[Task goal]
Please copy each line below that contains the word "stone".

———

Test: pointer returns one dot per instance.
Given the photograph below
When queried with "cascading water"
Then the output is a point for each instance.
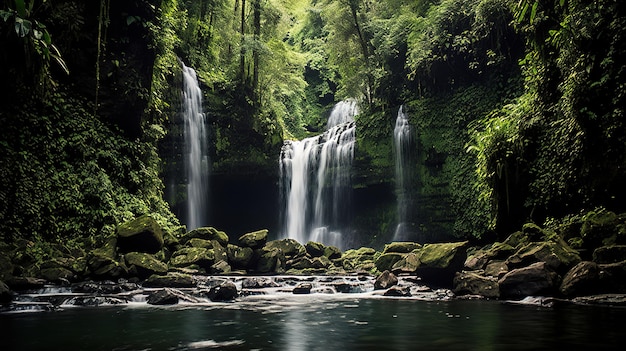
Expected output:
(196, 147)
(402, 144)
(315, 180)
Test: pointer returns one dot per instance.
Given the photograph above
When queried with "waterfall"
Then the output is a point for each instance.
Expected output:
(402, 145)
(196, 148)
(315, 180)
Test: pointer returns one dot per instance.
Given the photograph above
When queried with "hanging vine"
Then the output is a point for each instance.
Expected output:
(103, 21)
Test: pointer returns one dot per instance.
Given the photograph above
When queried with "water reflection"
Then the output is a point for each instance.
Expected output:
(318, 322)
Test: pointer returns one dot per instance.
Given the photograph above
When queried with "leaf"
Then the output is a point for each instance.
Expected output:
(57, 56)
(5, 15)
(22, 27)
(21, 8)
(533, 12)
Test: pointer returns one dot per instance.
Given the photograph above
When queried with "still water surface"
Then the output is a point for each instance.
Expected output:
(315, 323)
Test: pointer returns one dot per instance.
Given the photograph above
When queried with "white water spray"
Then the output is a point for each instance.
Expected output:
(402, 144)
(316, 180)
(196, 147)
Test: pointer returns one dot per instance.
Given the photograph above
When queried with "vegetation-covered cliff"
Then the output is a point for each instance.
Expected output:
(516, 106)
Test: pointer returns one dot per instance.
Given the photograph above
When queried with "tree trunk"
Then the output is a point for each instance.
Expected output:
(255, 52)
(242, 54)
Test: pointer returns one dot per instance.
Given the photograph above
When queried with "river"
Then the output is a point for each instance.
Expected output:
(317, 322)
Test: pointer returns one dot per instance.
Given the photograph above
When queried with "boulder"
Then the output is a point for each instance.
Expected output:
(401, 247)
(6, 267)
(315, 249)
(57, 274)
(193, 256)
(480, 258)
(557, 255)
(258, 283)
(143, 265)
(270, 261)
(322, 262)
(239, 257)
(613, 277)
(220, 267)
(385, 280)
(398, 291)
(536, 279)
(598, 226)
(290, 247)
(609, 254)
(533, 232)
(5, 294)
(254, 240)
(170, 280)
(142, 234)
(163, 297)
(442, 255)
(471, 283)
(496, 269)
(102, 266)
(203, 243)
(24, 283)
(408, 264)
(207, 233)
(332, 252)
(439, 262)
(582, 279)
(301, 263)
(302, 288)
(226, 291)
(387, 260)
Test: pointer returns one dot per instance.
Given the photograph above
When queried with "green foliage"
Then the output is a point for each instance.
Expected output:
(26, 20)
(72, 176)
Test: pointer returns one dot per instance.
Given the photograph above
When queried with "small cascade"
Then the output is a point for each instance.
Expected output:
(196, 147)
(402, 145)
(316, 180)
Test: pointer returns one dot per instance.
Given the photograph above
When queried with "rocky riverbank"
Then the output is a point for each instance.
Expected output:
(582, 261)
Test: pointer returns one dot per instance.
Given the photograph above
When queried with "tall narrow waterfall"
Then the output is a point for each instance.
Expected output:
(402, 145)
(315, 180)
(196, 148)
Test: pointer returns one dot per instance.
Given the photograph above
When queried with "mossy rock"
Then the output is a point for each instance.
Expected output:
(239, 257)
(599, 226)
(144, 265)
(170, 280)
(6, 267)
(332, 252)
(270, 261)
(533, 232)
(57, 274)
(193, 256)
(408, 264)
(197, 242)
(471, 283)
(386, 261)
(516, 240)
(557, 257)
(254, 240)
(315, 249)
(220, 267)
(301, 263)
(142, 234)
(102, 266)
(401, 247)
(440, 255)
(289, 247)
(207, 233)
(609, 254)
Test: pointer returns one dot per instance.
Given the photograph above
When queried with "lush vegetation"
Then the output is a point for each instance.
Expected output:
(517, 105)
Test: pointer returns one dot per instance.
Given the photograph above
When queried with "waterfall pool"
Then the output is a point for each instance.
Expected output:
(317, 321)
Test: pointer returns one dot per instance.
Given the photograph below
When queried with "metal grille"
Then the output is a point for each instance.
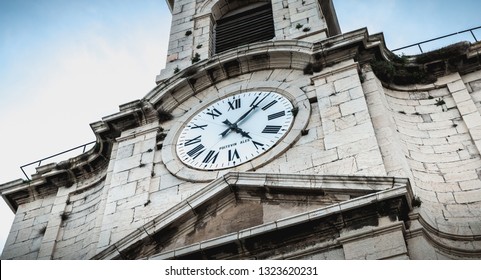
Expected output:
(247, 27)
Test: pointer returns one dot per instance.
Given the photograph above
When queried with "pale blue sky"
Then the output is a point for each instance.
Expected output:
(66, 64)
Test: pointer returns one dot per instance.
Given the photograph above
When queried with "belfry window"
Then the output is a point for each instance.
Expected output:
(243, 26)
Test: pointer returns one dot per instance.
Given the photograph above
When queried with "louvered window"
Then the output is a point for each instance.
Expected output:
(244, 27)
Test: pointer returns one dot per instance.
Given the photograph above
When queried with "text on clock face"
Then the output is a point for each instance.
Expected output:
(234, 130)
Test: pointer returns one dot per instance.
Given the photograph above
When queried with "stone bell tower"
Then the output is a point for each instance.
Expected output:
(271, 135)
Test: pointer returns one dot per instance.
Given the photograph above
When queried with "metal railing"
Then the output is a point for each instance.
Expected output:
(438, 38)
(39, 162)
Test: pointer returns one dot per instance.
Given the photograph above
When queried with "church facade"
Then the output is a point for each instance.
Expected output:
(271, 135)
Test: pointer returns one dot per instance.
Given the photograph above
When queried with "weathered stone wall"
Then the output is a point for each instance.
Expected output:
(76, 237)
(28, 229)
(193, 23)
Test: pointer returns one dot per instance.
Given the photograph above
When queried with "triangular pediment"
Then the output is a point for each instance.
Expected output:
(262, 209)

———

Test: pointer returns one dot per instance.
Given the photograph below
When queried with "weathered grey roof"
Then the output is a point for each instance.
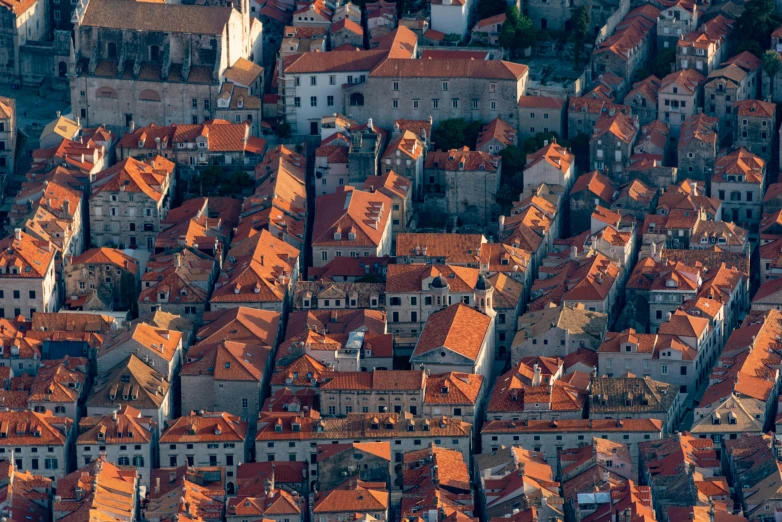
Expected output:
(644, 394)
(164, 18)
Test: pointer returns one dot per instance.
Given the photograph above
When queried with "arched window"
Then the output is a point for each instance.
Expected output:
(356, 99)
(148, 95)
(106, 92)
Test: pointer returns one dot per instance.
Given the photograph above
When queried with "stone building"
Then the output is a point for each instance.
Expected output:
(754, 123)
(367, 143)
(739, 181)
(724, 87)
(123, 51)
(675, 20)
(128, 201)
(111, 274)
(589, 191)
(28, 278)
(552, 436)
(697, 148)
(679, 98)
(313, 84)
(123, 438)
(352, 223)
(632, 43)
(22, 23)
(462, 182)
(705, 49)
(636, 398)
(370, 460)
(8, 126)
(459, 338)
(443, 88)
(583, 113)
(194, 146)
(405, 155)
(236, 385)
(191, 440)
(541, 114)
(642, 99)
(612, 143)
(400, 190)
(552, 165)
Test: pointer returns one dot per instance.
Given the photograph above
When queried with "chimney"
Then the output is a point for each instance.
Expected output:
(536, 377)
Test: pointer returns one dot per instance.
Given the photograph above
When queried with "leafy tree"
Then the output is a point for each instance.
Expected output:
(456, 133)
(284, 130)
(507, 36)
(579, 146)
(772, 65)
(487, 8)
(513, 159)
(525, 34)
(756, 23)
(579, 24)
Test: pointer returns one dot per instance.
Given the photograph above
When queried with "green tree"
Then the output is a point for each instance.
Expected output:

———

[Answer space]
When queried with "stone bell tower"
When queried with "weathered stone wall"
When queried with "stone building"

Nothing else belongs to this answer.